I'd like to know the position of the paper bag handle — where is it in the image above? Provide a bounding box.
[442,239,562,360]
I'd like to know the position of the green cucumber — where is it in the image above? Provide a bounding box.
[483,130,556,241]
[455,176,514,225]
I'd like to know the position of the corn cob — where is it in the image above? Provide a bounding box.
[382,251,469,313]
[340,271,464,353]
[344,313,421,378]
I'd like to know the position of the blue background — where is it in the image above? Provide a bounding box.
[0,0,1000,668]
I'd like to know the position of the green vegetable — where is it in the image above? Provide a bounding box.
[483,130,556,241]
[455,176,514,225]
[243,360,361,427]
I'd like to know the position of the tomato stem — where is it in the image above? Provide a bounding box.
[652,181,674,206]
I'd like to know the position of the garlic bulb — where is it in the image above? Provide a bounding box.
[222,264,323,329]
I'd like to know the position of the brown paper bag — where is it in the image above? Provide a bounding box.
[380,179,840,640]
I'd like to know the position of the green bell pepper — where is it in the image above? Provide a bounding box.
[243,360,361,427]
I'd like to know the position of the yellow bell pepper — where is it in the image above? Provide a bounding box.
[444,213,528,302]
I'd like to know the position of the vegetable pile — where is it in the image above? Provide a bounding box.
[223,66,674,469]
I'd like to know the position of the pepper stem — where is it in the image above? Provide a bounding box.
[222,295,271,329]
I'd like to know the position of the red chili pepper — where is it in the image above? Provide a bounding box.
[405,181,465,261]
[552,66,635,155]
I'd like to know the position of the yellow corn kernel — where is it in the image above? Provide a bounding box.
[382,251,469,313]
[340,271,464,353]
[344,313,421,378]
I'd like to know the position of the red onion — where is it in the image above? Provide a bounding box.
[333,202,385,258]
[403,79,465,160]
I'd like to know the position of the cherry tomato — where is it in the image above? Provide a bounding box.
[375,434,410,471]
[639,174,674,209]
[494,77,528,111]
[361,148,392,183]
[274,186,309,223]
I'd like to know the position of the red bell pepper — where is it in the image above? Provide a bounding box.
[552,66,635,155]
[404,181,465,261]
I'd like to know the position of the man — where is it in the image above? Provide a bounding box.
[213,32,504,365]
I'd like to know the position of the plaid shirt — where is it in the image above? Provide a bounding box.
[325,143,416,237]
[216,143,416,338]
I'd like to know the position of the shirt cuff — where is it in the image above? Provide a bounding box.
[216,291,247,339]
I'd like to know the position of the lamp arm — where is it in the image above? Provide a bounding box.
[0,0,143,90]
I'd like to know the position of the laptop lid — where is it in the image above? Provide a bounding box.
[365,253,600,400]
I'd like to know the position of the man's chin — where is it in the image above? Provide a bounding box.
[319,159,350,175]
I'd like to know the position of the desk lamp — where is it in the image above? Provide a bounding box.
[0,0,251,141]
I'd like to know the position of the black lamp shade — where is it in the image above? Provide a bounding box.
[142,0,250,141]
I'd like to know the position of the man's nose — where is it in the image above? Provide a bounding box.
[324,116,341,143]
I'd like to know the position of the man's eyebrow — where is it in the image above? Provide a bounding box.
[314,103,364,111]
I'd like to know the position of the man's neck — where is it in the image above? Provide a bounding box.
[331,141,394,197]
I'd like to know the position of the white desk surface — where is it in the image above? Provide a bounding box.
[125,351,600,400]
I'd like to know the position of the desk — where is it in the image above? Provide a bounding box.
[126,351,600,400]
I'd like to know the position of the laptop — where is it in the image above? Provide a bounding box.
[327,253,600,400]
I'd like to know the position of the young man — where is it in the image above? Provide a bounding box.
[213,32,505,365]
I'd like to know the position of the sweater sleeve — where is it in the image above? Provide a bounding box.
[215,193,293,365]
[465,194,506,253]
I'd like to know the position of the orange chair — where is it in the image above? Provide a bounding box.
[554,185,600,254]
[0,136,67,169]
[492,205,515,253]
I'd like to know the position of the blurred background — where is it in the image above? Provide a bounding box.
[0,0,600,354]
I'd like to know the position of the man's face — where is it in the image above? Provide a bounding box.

┄┄┄┄┄┄

WORK TO COMPLETE: Could you turn the items above, from the line with "I'd like to know the position of the red onion" through the line with "[331,141,394,197]", both included, into a JSON list of strings with one string per line and blank lines left out?

FINISHED EXERCISE:
[
  "I'd like to know the position of the red onion — where is it in the image above? Provide a bounding box.",
  "[333,202,385,258]",
  "[403,79,465,160]",
  "I'd like to know the position of the cherry tomato — where is it in the image above? Provide a bounding box.",
  "[375,434,410,471]",
  "[639,174,674,209]",
  "[494,77,528,111]",
  "[361,148,392,183]",
  "[274,186,309,223]",
  "I'd like to know the position of the red bell pepper — where is it in the image above? Provide a bounding box.",
  "[552,66,635,155]",
  "[404,181,465,261]",
  "I'd like to know the position of the man — where is it in the image above? Provide a bounding box.",
  "[213,32,504,365]",
  "I'd like to know the position of the plaid shirt — where is it in the image above? Provide a bounding box.",
  "[325,143,416,237]",
  "[216,143,416,338]",
  "I'd like to know the position of the shirt cuff — where is it in the image above? Provide a bounding box.",
  "[216,291,247,339]",
  "I'd like to know the position of the lamp arm — where is it in the image above? Provide a bounding box.",
  "[0,0,143,90]",
  "I'd like to know the position of the laptop lid — where is it in the image above? Provide a bounding box.",
  "[365,253,600,400]",
  "I'd like to know the position of the man's chin — where is it in the image above? Provide a bounding box.",
  "[319,159,350,175]",
  "I'd like to know the position of the desk lamp — where is it in the image above? Provide a bounding box.",
  "[0,0,251,141]",
  "I'd like to know the position of the black lamp shade — where is it in the image above? Provide a bounding box.",
  "[142,0,250,141]",
  "I'd like to know the position of the man's nose — where is it in the image above? Provide a bounding box.",
  "[324,116,341,143]",
  "I'd like to know the position of the man's eyebrow — where is it in the image above? Provide a bounding box.",
  "[314,103,364,111]",
  "I'd like to know the position of the man's neck — where is it in the image above? Provide a bounding box.",
  "[331,141,394,197]"
]